_Enunciado_. ¿Puedes citar textualmente el pasaje de la reseña sobre el filme que va desde "Ubicada en el" hasta "y besa cálidamente."?

____ Texto de origen

Ubicada en el París contemporáneo, el filme narra la historia de dos antiguos profesores de música, Georges y Anne —interpretados por dos titanes de la cinematografía francesa, Jean-Louis Trintignant y Emmanuelle Riva—, quienes llevan una vida apacible, entre su casa y los conciertos de piano. Tienen una hija (Isabell Huppert), un poco indiferente y a la que no ven con frecuencia. De hecho la cinta abre con Georges y Anne, viendo un concierto de uno de sus alumnos premiados, el famoso joven pianista Alexandre Tharaud (como él mismo lo fue alguna vez). Al final del recital Tharaud entre admiradores esquiva a la mayoría para acercarse a Anna, a quien abraza y besa cálidamente.

El matrimonio regresa a casa y descubren que la cerradura de la puerta está rota. Alguien ha tratado de entrar, tal vez un criminal, lo que provoca en los protagonistas y en el espectador de la cinta un escalofrío que llega hasta la columna vertebral. Y es que esto se conecta con la primera secuencia la de los bomberos entrando al apartamento porque hasta ahí todavía no se sabe qué detona la tragedia. Pero en el siniestro mundo del sagaz director de cintas tan directas, descarnadas y duras como El listón Blanco (2010) o La Pianista (2001), todo terror es posible. Abre con el presente y de manera cronológica te va situando en el pasado.

________
____ Conjunto de datos

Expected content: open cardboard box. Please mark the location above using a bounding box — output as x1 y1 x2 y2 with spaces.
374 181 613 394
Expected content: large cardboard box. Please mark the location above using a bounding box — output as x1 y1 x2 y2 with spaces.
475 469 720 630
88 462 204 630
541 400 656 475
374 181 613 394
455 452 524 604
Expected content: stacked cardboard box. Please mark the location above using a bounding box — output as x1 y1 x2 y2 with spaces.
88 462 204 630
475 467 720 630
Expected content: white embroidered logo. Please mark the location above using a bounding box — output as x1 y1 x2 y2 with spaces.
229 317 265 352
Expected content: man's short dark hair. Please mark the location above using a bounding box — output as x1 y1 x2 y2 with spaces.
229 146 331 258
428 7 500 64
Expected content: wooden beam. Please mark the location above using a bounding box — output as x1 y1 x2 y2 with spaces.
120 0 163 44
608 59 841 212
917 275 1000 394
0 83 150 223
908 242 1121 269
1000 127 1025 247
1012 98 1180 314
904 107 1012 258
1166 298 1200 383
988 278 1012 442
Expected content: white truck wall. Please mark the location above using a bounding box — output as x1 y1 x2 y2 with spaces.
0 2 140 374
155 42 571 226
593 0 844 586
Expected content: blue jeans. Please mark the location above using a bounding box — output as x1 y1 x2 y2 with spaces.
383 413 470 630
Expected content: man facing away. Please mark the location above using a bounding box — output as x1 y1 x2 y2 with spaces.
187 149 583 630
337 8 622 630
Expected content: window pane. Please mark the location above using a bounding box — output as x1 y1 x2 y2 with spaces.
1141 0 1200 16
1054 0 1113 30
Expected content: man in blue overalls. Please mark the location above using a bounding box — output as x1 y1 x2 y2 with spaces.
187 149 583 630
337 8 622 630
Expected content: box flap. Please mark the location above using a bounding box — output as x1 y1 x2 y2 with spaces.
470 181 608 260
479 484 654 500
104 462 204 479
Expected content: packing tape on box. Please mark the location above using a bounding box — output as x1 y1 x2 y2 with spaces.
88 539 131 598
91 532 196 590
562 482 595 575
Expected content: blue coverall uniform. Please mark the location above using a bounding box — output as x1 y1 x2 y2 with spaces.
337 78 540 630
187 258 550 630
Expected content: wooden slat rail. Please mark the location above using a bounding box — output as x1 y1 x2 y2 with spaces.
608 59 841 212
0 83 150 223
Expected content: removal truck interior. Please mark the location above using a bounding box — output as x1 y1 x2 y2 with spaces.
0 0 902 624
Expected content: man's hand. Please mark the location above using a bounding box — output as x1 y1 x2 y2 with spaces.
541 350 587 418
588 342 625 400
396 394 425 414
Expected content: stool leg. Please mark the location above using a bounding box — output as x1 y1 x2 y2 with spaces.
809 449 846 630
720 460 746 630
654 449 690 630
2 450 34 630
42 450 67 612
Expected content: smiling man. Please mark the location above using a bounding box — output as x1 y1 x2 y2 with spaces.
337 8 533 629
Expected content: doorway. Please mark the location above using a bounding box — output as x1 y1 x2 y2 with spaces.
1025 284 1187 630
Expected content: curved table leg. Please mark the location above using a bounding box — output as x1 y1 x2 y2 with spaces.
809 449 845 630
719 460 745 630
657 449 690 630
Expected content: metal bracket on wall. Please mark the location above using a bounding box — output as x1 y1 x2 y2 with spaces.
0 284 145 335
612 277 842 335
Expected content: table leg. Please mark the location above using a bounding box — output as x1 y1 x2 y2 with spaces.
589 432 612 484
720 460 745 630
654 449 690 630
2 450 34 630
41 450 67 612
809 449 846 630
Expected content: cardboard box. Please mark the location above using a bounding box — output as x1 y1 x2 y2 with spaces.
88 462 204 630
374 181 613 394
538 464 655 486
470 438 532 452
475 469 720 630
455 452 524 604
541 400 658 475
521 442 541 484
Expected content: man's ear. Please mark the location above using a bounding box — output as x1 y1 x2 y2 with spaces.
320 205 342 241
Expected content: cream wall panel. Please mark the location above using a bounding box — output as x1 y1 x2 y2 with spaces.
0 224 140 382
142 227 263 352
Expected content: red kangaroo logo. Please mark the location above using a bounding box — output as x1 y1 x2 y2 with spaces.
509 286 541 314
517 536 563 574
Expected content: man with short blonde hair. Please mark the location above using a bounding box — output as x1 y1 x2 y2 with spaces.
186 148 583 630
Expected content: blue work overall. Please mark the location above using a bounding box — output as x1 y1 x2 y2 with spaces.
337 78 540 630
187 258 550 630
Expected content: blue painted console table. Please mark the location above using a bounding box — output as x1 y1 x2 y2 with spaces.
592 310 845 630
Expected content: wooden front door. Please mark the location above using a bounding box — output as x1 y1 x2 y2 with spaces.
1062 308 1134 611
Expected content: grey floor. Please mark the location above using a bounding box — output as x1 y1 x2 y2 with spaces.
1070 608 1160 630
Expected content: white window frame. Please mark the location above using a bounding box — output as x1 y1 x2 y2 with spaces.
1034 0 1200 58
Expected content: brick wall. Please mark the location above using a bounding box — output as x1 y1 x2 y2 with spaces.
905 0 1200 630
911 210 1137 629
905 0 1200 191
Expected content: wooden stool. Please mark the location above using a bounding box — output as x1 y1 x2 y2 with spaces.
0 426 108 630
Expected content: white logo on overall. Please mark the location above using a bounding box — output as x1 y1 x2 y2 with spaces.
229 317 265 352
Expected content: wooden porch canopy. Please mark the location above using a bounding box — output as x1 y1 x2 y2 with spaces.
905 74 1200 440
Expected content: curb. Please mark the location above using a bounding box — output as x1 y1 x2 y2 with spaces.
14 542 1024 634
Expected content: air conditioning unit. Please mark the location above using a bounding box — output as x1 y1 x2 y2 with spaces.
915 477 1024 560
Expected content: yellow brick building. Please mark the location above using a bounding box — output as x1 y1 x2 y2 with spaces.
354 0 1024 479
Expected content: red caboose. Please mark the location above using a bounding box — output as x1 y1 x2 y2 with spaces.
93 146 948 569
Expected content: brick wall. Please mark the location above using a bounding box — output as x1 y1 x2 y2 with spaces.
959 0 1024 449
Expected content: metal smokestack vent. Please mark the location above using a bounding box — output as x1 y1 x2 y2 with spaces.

________

_Solución_.
Ubicada en el París contemporáneo, el filme narra la historia de dos antiguos profesores de música, Georges y Anne —interpretados por dos titanes de la cinematografía francesa, Jean-Louis Trintignant y Emmanuelle Riva—, quienes llevan una vida apacible, entre su casa y los conciertos de piano. Tienen una hija (Isabell Huppert), un poco indiferente y a la que no ven con frecuencia. De hecho la cinta abre con Georges y Anne, viendo un concierto de uno de sus alumnos premiados, el famoso joven pianista Alexandre Tharaud (como él mismo lo fue alguna vez). Al final del recital Tharaud entre admiradores esquiva a la mayoría para acercarse a Anna, a quien abraza y besa cálidamente.